(YOUR TASK) Give back the line where "Find every instance of the french" appears and all the lines after it until the listing ends, unchanged and with nothing else.
[Start of STORED ROWS]
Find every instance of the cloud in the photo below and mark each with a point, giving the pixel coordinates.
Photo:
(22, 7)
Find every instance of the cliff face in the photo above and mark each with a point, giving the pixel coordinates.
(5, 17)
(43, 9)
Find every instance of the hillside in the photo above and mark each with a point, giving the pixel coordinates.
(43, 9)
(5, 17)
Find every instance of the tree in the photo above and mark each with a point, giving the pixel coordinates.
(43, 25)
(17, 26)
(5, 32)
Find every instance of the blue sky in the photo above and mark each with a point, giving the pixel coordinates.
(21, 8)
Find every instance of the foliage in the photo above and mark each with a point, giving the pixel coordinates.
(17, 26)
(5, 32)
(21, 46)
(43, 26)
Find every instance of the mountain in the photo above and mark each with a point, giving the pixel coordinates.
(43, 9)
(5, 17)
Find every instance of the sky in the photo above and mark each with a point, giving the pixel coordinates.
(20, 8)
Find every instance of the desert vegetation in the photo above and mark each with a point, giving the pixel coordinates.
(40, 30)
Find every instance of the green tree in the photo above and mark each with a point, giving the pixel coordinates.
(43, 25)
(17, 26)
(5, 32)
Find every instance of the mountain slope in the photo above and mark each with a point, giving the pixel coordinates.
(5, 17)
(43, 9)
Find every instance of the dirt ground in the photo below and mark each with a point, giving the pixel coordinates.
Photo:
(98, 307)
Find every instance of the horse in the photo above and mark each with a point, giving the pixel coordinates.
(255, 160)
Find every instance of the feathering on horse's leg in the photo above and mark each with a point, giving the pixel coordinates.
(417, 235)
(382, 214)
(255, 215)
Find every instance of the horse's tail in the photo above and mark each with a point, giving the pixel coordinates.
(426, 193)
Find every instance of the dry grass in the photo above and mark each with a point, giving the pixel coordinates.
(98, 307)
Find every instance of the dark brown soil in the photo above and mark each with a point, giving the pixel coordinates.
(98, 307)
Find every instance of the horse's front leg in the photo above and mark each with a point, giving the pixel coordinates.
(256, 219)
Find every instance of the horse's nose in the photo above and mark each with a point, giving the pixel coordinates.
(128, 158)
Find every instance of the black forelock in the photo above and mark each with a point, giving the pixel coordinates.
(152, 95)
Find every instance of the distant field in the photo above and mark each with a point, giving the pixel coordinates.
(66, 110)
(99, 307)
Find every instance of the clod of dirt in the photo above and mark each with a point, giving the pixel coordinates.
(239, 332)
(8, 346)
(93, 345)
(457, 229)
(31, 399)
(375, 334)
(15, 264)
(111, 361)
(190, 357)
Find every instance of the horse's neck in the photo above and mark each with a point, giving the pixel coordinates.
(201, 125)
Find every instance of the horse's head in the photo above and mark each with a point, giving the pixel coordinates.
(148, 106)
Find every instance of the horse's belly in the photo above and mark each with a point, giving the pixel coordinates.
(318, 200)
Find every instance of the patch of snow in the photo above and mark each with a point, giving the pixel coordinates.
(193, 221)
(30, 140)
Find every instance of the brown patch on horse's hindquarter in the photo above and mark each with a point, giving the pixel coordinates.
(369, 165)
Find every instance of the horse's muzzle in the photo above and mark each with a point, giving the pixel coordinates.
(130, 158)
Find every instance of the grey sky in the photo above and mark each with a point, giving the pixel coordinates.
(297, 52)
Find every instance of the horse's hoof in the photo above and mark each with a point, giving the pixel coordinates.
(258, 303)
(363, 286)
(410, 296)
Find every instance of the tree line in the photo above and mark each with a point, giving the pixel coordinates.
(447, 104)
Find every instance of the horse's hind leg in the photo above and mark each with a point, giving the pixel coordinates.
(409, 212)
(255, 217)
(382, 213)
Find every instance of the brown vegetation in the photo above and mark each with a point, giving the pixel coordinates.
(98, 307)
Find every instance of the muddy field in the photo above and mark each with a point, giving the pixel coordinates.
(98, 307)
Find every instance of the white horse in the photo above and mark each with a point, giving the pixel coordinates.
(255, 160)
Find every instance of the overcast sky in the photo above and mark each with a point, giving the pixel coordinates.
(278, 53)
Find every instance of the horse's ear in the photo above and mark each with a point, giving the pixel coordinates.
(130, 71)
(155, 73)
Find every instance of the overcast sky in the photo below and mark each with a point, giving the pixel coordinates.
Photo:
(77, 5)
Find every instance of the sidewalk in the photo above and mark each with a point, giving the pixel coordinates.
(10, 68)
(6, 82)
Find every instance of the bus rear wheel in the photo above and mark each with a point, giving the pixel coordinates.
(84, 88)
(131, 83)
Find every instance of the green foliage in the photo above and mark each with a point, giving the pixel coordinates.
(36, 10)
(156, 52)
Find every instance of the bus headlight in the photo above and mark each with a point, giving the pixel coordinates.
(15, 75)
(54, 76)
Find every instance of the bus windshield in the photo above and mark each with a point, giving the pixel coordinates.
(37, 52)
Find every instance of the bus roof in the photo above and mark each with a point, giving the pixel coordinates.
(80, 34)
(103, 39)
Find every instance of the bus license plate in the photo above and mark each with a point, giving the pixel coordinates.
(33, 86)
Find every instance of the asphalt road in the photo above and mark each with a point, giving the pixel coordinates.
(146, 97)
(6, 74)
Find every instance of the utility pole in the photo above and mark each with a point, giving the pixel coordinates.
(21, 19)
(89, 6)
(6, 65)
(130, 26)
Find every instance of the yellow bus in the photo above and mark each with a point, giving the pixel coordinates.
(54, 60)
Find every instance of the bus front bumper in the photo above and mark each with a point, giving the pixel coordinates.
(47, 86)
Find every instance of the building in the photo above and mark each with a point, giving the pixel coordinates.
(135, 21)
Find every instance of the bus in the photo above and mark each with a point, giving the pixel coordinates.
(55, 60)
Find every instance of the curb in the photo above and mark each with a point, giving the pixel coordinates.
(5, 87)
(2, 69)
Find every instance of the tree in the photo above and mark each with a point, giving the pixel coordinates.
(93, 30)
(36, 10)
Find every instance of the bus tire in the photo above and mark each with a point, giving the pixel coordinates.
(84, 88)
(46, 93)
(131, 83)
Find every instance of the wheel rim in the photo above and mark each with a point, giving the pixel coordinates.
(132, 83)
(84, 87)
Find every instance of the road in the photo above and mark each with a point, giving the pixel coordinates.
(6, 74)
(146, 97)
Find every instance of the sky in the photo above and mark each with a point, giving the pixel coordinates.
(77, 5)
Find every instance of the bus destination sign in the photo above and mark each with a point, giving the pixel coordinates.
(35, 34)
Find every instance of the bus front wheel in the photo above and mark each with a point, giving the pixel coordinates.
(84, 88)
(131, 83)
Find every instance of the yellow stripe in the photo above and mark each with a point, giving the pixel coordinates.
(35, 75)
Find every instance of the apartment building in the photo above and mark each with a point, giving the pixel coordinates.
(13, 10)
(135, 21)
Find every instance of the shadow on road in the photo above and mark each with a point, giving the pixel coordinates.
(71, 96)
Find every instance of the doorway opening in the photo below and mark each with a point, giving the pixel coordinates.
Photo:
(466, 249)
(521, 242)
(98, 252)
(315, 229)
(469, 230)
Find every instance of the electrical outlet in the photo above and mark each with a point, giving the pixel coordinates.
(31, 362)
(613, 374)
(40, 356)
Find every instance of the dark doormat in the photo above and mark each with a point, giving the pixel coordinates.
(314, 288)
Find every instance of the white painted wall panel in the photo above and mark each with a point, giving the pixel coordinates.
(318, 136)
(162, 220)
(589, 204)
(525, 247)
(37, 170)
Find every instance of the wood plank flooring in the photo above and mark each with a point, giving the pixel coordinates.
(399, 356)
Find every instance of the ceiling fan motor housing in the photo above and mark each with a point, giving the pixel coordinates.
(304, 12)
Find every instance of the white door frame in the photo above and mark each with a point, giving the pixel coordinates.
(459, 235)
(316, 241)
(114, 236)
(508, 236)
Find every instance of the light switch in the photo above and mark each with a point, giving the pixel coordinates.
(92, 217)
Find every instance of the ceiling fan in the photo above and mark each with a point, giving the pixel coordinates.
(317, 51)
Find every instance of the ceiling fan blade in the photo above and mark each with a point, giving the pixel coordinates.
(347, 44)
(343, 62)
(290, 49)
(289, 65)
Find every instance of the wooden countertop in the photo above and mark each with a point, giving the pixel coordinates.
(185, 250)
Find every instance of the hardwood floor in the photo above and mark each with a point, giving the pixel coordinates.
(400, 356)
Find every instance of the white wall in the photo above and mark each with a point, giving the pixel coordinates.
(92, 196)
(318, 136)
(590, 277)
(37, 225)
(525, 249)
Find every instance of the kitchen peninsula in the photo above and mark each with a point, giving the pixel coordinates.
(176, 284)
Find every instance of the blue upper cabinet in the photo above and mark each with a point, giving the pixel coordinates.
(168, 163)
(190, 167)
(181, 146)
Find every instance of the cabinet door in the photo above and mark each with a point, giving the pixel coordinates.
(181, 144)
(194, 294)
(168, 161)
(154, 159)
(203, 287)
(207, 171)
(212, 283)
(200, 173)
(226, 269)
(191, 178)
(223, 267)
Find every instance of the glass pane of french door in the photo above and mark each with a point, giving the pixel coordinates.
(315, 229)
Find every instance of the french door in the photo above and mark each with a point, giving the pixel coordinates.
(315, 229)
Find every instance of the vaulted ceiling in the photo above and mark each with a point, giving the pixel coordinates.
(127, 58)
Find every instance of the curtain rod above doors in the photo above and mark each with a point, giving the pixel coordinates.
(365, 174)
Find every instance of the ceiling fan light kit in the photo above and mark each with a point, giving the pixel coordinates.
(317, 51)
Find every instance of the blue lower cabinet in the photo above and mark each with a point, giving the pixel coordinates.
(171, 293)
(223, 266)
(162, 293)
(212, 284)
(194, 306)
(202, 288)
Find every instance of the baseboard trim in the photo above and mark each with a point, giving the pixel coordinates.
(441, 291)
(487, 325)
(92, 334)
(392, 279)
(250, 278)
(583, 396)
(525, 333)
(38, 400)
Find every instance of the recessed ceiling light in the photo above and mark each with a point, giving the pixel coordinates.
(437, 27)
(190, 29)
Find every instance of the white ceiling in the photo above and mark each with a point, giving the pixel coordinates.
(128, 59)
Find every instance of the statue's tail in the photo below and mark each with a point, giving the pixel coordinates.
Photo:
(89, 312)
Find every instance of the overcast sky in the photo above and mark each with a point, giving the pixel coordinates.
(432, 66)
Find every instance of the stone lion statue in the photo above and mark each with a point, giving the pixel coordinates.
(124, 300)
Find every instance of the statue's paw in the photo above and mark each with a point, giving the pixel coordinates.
[End of STORED ROWS]
(RESPONSE TO THIS TASK)
Find every instance of the french door in the photo above and mark each with a point, giving the pixel coordinates.
(315, 229)
Find every instance of the vaulted ceiling in the photo above and mark each with a point, giving the pixel coordinates.
(127, 58)
Find every instance of the curtain rod above doors in the photo above and mark each with a point, giving the pixel coordinates.
(365, 174)
Find every instance of the ceiling fan light kit in the photo above and mark each with a point, giving the pixel coordinates.
(317, 51)
Find every instance of the blue lower cabinet in the photo above and mark each with a point, giving the pixel coordinates.
(171, 293)
(223, 266)
(162, 293)
(212, 284)
(194, 306)
(202, 288)
Find every instance of the baseboard trim in the photo above and mark each with a point, giving the pixel coordinates.
(441, 291)
(487, 325)
(92, 334)
(392, 279)
(250, 278)
(583, 396)
(525, 333)
(38, 400)
Find every instance of the recessed ceiling light in the photo above and mark each with a point, giving the pixel coordinates.
(437, 27)
(190, 29)
Find every instance of the white ceiling in the photo above and mark each with a point, giving the pixel coordinates.
(128, 59)
Find every instance of the statue's tail in the photo below and mark each with a point, giving the pixel coordinates.
Photo:
(89, 312)
Find every instance of the overcast sky in the photo above and mark each with a point, giving the pixel coordinates.
(432, 66)
Find every instance of the stone lion statue in the photo above and mark each with a point, giving the pixel coordinates.
(124, 300)
Find every instance of the statue's paw in the photo above and mark each with a point, giving the pixel coordinates.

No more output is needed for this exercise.